INSTRUCTION: Gather each line in the material below that contains the string "stone". Case counts.

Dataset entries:

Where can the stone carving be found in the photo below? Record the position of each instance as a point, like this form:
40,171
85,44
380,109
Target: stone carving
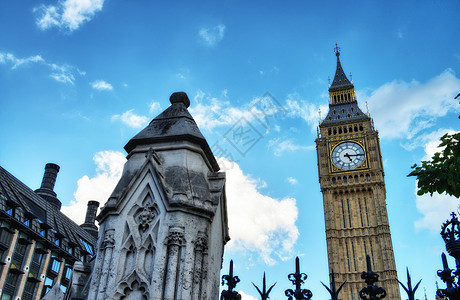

SOLUTION FOR THIS TASK:
Where can the stone carving be found in the photo below? Record the position of each instance as a point, like this form:
Target: stone carving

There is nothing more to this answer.